- TEXT EXCERPT
--------------------

The Kultursymposium Weimar is a festival for new networks and ideas. Every two years, the Goethe-Institut invites over five hundred people from all over the world to come together in Weimar to attend the event. Interdisciplinary and diverse, the Kultursymposium Weimar reflects the richness and complexity of global discourses and proposes new ideas for international Seite 4 cultural exchange. Every edition of the festival format treats a new topic: In 2016 it was “The Sharing Game”, in 2019 “Recalculating the Route” on the challenges of our ever more complex world and in 2021 “Generations”.
Natalie Taylor: Foodbank for Pollinators. Seeding for the Future
Edinburgh-based artist Natalie Taylor has seeded a small public site in Weimar with wildflowers to symbolically re-wild it. Closely associated with Goethe and the Classical Period in German culture, the town in the East of Germany is also famous for its UNESCO World Heritage sites including a number of cultivated, historic parks. While the artwork is designed to raise awareness of biodiversity loss and our exploitative relationship to nature, it invites us to consider how we can reimagine and re-shape urban areas and possibly even parks to enter into a harmonious existence with the natural world. But Taylor’s insertion of a small area of wildflowers into the city context is not merely a symbolic act. The flowers will also provide a new habitat for insects in a location flanked by roads and normally covered exclusively by grass.
With her artwork, Taylor not only reacts to the wider climate and ecological emergency we are facing, but also specifically to a 2017 report, the re-analysis of the so-called 2013 Krefeld study, that states a 75% loss in insect biomass over 27 years (1989 – 2016) in selected areas that were already protected nature areas. Millions of insect “foodbanks” are needed and we can create them in more places than we think. Taylor’s flower bed spells out the word REWILD and is a call for action.
The first context for this project was the Kultursymposium Weimar 2021 organised by the Goethe-Institut in Germany (16 - 17 June 2021). The main theme of the 2021 edition of this biennial event was “Generations” and Natalie Taylor’s project has been conceived very much in the spirit of this thematic focus. The plan for the urban wild flower bed harks back to the experience and knowledge of past generations and suggests a template for how present and future generations can find a more harmonious co-existence with nature on a daily basis and also in our built environment. The second setting for the "Rewild" project will be Prince's Gardens in SW7 2PH, London from July 23rd on.

--------------------

- SUPPLIED DATA
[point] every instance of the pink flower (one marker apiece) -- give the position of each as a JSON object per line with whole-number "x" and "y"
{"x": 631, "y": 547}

--------------------

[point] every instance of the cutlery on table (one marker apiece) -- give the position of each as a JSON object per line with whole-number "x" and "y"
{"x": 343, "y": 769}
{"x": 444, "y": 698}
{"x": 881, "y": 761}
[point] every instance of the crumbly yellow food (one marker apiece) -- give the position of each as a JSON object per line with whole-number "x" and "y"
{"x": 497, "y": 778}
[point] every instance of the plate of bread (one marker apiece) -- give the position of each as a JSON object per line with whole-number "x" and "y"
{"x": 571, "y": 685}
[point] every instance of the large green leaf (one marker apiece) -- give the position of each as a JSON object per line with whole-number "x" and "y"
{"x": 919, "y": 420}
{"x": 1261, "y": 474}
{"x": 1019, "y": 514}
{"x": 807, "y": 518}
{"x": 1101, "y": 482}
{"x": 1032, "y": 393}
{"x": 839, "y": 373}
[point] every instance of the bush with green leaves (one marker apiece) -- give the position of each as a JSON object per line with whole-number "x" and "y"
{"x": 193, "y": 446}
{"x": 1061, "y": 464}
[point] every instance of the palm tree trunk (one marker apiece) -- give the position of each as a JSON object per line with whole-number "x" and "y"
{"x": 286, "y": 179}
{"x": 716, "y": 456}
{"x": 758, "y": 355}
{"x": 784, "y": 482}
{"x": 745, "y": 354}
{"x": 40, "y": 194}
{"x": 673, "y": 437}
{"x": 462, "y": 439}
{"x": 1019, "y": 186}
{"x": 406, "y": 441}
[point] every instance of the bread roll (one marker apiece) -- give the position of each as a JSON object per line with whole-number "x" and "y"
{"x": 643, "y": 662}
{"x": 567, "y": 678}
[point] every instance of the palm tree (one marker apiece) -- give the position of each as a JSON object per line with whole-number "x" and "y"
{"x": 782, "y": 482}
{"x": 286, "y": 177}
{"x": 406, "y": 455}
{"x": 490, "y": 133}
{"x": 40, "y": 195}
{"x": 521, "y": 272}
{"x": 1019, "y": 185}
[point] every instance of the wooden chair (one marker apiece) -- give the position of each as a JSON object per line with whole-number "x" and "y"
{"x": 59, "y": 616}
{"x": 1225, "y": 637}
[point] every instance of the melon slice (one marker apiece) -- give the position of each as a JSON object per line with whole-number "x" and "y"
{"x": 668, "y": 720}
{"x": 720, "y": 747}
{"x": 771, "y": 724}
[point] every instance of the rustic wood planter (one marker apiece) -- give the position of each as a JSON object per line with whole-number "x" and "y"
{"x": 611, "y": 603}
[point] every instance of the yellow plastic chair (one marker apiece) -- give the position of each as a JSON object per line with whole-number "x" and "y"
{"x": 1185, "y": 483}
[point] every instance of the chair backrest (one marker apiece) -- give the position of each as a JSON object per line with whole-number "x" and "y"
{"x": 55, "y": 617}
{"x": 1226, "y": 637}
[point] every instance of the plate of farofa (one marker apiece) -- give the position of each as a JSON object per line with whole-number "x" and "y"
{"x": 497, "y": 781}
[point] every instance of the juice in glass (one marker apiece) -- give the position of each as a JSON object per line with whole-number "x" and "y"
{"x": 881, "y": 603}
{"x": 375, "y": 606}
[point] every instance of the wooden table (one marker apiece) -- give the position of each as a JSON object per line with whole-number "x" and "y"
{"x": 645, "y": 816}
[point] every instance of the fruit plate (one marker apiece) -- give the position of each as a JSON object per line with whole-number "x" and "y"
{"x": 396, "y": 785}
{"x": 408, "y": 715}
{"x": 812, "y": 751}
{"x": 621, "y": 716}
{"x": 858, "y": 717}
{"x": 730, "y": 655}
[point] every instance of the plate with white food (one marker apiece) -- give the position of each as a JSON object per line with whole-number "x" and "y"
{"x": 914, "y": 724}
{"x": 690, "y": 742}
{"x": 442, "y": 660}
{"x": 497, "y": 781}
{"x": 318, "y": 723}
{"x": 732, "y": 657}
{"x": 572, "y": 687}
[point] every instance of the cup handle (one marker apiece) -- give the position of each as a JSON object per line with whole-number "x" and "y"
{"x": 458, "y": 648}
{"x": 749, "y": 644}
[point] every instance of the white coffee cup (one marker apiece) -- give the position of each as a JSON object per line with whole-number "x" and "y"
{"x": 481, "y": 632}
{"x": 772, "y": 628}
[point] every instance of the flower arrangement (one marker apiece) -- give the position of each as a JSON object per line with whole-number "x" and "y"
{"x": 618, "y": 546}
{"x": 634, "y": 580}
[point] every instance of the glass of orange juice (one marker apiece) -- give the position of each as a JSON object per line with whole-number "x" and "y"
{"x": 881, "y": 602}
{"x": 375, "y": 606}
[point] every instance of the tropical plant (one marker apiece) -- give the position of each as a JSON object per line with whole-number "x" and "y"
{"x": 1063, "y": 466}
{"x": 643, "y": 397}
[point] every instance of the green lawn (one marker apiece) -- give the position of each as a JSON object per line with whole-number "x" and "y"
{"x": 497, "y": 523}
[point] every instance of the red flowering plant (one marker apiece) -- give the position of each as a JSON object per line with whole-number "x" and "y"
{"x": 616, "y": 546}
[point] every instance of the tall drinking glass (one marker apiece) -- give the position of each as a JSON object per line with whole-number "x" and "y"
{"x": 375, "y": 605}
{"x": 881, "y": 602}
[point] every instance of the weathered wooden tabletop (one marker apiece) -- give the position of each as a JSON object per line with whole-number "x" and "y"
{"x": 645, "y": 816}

--------------------

- WHAT TO DO
Copy the passage of the Rewild project text between "With her artwork, Taylor" and "call for action.", inclusive. Work only from the text on the Rewild project.

- ANSWER AREA
With her artwork, Taylor not only reacts to the wider climate and ecological emergency we are facing, but also specifically to a 2017 report, the re-analysis of the so-called 2013 Krefeld study, that states a 75% loss in insect biomass over 27 years (1989 – 2016) in selected areas that were already protected nature areas. Millions of insect “foodbanks” are needed and we can create them in more places than we think. Taylor’s flower bed spells out the word REWILD and is a call for action.